-- START Extracted entries --
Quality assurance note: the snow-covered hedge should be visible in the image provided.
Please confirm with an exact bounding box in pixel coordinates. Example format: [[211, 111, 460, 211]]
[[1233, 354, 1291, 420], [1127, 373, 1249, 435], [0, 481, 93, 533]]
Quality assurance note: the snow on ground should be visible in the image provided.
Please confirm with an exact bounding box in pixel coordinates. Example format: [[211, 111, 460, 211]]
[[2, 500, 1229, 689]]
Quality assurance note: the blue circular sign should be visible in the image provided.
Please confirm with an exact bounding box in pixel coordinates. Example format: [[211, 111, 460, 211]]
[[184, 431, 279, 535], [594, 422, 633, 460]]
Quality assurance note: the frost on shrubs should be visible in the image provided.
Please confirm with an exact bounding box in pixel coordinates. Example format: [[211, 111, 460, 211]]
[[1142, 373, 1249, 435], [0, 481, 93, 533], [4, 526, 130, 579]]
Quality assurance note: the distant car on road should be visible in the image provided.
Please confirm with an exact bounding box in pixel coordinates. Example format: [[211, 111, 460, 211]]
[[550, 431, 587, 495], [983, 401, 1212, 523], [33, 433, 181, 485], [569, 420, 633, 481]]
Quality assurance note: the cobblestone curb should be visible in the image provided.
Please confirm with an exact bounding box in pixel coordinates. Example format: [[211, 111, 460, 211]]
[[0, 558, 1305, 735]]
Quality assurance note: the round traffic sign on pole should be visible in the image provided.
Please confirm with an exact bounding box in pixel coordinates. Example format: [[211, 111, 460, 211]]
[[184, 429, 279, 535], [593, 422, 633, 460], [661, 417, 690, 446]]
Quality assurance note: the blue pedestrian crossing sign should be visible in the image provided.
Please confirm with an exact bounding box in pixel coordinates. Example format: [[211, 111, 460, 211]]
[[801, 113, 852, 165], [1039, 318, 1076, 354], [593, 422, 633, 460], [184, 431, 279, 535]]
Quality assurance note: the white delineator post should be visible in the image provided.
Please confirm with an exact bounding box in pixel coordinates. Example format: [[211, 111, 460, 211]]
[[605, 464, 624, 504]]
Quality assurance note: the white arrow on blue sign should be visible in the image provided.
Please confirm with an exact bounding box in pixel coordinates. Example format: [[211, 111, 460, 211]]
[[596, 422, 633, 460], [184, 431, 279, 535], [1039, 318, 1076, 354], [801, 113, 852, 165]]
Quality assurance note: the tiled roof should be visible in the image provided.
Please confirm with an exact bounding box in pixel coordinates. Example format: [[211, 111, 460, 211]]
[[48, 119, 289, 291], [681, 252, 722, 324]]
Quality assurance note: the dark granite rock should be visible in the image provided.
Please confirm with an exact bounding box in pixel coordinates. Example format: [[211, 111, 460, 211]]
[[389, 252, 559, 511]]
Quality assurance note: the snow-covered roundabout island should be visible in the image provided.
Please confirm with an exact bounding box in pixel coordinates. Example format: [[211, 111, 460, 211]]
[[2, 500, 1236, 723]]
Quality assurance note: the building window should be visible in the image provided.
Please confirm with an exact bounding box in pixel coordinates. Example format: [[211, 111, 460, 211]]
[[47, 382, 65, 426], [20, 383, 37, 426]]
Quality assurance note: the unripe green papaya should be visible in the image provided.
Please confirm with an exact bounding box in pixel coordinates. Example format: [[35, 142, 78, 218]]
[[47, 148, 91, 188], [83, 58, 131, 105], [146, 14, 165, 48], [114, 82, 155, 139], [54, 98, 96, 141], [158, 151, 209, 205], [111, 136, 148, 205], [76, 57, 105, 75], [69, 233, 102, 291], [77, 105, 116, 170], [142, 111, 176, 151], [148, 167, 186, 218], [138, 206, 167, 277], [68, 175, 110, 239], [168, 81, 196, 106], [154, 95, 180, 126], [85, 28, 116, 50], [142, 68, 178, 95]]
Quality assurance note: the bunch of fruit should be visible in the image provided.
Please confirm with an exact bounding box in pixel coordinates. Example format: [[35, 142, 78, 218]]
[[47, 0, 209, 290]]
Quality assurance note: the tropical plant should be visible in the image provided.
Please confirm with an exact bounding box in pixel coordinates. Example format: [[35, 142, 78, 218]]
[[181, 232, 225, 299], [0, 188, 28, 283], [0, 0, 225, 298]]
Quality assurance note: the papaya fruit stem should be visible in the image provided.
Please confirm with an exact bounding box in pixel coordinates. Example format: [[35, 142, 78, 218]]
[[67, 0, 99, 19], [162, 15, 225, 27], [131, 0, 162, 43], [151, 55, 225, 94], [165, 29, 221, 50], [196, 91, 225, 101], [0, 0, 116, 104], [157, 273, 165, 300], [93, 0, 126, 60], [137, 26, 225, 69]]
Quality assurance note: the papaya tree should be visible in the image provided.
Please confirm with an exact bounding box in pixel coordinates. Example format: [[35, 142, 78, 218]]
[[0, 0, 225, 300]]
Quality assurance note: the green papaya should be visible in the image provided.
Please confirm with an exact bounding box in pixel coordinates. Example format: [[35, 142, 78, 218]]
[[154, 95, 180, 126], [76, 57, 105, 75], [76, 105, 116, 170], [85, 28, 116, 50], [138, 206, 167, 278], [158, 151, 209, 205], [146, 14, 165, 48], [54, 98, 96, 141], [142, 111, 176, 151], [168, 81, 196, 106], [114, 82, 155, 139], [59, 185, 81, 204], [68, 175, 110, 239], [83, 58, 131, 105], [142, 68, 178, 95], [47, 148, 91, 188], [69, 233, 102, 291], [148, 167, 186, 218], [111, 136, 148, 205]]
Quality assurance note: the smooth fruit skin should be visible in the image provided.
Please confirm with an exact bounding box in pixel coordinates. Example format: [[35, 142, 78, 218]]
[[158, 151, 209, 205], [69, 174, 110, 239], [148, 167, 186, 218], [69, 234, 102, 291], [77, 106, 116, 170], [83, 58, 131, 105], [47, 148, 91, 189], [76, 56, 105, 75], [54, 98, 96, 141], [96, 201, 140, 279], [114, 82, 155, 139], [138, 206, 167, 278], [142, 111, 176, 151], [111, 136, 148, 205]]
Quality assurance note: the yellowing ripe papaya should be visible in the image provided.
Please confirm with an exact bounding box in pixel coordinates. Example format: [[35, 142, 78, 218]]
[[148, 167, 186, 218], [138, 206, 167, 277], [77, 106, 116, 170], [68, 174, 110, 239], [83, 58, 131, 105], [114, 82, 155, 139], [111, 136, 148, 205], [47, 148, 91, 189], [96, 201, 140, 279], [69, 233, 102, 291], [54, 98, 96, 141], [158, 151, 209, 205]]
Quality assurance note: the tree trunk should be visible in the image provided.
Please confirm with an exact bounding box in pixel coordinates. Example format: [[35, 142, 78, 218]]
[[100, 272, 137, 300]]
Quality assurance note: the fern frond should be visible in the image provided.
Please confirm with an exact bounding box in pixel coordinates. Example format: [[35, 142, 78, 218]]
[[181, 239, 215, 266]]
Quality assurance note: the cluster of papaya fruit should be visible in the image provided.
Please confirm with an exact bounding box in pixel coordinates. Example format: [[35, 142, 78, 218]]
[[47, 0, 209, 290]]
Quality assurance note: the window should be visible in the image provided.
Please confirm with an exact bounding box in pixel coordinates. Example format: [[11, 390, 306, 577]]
-- END Extracted entries --
→ **Direction**: Can you rewrite the material from the line with "Quality assurance note: the papaya tree" up to and including the line with "218], [111, 136, 148, 205]]", requests included, with every pixel coordinate in the bounding-box answers multiplied by 0.5 and rounded to a whole number, halves rounded up? Leave the numbers in the requests and their format samples unchanged.

→ **Correct response**:
Quality assurance note: the papaya tree should be visible in the image provided.
Please confirm with an exact bounding box in pixel coordinates. Example format: [[35, 142, 78, 218]]
[[0, 0, 113, 150]]
Quality assurance note: the green papaya should be visible in the image provided.
Please confirm with an exact bounding box in pixel coordinates. Example format: [[35, 142, 78, 218]]
[[77, 48, 90, 63], [38, 29, 53, 38], [38, 53, 58, 85], [43, 14, 58, 25], [69, 103, 84, 139], [79, 76, 105, 103], [73, 7, 83, 24], [27, 49, 48, 71], [71, 56, 88, 76], [84, 41, 98, 53], [57, 41, 78, 70], [30, 93, 41, 102], [34, 88, 55, 120], [42, 29, 66, 53], [71, 34, 89, 48], [24, 74, 46, 94], [35, 117, 51, 146], [74, 84, 93, 109], [56, 68, 74, 103]]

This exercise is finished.